**THE PROBLEM**
Can you copy word for word the lines starting at the one that contains "Task: indicate the clasped" and ending with the last line of the entries?

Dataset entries

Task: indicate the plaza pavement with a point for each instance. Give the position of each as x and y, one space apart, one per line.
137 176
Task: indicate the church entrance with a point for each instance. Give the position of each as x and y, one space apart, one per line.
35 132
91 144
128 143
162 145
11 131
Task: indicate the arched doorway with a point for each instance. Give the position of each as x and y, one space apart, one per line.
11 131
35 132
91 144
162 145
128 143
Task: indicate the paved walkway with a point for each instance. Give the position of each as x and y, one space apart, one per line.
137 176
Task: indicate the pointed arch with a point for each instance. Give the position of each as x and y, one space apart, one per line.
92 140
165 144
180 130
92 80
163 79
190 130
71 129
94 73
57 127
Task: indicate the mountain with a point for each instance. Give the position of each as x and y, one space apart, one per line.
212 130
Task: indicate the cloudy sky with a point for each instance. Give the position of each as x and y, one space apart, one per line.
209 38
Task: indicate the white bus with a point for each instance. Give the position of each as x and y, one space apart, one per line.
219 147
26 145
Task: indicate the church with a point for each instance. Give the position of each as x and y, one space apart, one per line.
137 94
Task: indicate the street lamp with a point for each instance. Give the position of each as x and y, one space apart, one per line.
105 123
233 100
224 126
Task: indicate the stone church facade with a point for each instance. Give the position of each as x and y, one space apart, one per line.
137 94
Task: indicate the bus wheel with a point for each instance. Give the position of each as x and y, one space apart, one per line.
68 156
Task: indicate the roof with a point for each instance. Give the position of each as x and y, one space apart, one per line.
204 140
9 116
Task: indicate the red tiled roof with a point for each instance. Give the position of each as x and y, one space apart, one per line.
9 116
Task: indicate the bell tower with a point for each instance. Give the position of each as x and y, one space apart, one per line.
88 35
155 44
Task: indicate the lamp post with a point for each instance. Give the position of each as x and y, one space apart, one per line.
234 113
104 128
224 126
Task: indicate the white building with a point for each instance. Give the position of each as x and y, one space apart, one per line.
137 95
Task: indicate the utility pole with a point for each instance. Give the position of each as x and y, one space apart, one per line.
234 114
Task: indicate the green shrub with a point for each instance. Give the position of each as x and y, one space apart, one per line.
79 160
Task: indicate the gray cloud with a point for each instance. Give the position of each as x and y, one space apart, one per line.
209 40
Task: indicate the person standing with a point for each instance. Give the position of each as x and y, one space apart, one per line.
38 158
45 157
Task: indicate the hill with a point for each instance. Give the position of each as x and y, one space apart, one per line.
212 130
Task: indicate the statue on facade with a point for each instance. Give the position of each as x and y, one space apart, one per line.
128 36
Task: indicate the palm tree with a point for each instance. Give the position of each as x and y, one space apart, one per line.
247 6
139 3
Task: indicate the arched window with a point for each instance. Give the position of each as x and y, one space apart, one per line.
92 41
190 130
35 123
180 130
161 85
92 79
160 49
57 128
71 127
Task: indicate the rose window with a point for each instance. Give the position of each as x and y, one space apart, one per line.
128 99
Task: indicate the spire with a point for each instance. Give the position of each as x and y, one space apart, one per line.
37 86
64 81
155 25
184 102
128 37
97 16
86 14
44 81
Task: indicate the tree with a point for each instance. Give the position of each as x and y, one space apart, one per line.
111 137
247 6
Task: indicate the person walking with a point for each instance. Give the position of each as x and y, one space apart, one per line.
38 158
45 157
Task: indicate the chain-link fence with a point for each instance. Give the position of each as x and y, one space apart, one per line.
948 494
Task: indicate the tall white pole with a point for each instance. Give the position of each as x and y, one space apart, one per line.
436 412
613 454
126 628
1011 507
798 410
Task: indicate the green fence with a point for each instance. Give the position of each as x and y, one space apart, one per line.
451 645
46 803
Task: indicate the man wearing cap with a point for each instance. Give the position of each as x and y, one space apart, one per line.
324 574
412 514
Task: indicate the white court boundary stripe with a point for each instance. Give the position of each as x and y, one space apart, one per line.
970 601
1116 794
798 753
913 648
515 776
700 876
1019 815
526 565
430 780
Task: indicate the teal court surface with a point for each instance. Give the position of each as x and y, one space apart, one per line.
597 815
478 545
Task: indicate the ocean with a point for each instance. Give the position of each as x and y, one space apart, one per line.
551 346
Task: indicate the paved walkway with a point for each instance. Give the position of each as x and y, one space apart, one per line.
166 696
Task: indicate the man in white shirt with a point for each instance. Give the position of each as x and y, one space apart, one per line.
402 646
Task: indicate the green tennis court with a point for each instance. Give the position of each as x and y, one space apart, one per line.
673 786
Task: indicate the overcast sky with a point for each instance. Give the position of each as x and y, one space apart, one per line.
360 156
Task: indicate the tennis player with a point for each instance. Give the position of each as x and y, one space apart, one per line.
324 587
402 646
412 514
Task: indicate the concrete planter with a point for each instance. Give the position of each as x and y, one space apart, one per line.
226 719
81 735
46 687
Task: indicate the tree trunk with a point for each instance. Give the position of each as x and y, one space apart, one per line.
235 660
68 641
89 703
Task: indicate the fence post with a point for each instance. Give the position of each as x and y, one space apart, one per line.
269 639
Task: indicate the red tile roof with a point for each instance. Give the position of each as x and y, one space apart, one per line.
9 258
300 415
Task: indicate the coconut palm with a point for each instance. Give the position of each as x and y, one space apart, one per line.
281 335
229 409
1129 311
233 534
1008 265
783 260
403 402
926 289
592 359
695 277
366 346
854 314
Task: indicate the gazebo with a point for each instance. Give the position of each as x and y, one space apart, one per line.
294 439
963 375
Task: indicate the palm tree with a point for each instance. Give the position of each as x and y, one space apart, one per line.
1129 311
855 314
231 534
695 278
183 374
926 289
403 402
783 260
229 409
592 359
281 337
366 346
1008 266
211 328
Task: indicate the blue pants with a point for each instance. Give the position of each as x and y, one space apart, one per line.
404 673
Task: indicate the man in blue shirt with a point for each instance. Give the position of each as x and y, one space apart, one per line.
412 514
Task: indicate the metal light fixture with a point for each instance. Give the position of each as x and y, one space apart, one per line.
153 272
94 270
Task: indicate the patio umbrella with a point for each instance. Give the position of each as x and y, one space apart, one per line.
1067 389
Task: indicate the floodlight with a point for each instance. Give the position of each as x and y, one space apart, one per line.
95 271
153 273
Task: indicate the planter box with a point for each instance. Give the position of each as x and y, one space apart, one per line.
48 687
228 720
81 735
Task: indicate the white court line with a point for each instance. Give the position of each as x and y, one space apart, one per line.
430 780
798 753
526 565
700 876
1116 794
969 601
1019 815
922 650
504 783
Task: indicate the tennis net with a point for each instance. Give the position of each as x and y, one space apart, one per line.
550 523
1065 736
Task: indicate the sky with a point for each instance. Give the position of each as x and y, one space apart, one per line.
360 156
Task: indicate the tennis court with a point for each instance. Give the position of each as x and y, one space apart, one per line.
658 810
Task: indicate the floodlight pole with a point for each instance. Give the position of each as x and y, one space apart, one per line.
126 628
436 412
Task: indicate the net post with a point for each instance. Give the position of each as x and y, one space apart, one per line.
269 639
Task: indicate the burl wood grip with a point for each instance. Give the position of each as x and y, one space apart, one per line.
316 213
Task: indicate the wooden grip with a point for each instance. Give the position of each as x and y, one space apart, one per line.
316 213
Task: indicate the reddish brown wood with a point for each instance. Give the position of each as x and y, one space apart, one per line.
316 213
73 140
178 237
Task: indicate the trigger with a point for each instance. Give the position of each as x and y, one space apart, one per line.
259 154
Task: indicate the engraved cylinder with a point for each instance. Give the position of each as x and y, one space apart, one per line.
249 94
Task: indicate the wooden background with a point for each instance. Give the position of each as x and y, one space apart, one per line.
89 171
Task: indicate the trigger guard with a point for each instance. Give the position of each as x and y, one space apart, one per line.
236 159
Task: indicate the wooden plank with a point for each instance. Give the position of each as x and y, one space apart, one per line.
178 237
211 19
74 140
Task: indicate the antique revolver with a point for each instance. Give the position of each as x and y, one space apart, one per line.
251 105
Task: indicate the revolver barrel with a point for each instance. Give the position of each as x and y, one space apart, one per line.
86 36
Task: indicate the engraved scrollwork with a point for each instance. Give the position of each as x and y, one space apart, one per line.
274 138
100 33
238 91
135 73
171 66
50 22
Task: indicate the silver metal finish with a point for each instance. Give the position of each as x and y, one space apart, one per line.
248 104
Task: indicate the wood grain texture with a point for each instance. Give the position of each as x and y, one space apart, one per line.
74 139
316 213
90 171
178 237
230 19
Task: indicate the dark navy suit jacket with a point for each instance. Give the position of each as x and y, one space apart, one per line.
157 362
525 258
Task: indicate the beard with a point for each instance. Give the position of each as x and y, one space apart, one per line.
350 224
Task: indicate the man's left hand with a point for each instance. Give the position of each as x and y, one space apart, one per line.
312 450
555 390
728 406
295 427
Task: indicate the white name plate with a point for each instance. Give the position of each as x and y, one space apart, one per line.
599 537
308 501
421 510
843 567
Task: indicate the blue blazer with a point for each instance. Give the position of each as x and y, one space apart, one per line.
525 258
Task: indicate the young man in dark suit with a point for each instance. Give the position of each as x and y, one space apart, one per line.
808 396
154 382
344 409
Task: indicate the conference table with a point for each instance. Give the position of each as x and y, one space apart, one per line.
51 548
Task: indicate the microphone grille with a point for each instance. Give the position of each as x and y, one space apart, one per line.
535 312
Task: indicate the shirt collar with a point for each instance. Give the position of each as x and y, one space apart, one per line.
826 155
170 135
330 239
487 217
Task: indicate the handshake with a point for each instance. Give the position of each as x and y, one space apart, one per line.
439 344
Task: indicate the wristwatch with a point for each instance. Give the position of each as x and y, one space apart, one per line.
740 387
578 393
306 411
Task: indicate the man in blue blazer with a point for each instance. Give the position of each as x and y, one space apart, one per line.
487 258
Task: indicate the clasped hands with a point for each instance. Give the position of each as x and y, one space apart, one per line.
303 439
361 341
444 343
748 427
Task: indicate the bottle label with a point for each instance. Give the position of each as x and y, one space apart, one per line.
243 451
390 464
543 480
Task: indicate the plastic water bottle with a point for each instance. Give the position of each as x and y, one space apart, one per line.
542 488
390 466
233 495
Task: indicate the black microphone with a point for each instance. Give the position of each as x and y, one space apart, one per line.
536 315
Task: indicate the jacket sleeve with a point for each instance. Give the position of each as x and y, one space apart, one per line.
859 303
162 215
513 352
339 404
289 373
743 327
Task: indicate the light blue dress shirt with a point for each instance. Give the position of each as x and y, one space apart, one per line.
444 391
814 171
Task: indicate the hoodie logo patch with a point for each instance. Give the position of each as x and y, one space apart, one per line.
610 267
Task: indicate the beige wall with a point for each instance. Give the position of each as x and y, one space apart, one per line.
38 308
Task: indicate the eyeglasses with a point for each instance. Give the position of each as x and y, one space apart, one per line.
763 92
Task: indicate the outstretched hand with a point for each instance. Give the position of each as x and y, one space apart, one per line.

**RESULT FOR THIS EXERCISE**
Task: indicate the clasped hands with a point for each instance. Give the position of each as x and y, one space apart, one per line.
303 439
361 341
444 343
748 427
Task: indicate the bottle label with a point for each instance. Give the position of each as x and y, one space apart, one per line.
243 451
390 464
543 480
Task: indicate the plastic water bottle with a point for each instance. Give the position of each as x and y, one space apart, one per line.
542 488
390 466
233 495
Task: indicate the black microphone with a point for each instance. Give the position of each as x and y, one space apart, one per line.
536 315
Task: indicate the jacket sleeve with a point for each instance. Give the position of each as x and y, one space apart, one per line.
859 303
162 215
513 352
339 404
289 373
743 327
Task: indicate the light blue dress shirt with a point for each instance. Give the position of each as x and y, one space apart, one per line.
444 391
814 171
Task: indicate the hoodie logo patch with a point for each instance. Give the position of each as x and y, one space apart, one per line.
610 267
Task: indicate the beige wall with a point for each instance. Give the position of each as x and y, one space apart, one per line.
38 308
Task: indicate the eyeglasses with a point for each instance. Give the position of each as x and y, one space apart, one per line.
763 92
Task: indicate the outstretched hand with a point for each instance. Give the position of each as x and y, one space apart, one per line.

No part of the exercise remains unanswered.